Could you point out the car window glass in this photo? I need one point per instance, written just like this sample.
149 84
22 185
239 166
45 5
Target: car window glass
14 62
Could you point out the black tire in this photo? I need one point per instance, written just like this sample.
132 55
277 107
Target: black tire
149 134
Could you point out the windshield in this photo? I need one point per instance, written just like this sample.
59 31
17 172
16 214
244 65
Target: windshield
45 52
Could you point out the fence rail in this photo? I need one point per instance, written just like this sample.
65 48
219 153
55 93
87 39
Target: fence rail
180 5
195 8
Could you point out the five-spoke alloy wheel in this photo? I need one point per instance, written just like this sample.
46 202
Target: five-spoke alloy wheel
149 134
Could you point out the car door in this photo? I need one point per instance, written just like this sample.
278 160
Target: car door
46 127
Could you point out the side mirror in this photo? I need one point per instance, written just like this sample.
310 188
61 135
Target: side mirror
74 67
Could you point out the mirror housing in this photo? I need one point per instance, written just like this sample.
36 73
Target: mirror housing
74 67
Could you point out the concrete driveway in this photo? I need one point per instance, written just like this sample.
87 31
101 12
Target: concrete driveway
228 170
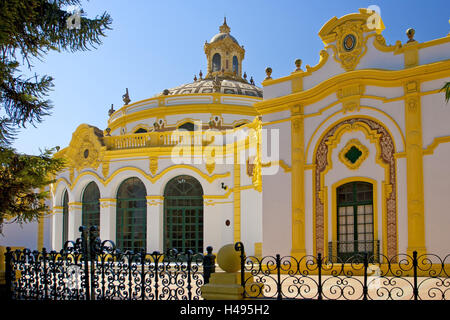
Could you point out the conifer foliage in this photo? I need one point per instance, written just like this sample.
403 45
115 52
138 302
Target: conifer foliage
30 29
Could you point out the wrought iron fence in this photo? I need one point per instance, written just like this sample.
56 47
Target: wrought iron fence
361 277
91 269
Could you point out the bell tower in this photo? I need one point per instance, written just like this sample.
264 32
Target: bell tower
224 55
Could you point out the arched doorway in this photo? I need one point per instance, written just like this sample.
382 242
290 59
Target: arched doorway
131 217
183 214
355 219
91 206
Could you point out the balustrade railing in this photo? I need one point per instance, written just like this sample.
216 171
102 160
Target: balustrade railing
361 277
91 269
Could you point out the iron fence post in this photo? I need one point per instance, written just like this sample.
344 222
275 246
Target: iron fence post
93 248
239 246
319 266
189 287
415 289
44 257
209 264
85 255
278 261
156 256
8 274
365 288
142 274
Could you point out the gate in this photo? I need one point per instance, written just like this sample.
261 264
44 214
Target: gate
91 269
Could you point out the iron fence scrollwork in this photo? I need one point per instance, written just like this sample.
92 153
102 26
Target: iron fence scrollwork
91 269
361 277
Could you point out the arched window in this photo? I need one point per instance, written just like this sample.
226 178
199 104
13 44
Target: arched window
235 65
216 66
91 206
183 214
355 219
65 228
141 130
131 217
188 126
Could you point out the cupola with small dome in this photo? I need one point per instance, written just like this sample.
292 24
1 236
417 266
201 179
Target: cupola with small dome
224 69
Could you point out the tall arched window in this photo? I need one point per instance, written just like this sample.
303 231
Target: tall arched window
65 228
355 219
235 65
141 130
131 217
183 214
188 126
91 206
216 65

* * * * * * *

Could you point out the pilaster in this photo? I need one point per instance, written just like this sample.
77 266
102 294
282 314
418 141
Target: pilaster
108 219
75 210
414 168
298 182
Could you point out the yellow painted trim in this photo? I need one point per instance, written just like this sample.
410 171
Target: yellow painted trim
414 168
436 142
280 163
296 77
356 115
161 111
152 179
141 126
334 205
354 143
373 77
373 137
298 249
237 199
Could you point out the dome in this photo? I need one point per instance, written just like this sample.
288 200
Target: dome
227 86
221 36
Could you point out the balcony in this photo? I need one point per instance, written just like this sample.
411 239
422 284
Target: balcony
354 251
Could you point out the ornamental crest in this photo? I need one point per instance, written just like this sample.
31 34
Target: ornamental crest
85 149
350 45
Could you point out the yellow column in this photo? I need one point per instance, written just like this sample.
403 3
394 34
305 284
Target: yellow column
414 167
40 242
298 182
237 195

* * * * * * *

* Exercise requirements
Which lines in the entries above contain the string "gate"? Copy each of those lines in full. Case counts.

* Response
Could you point out the gate in this photo? I need one point per instance, written just like this sample.
Target: gate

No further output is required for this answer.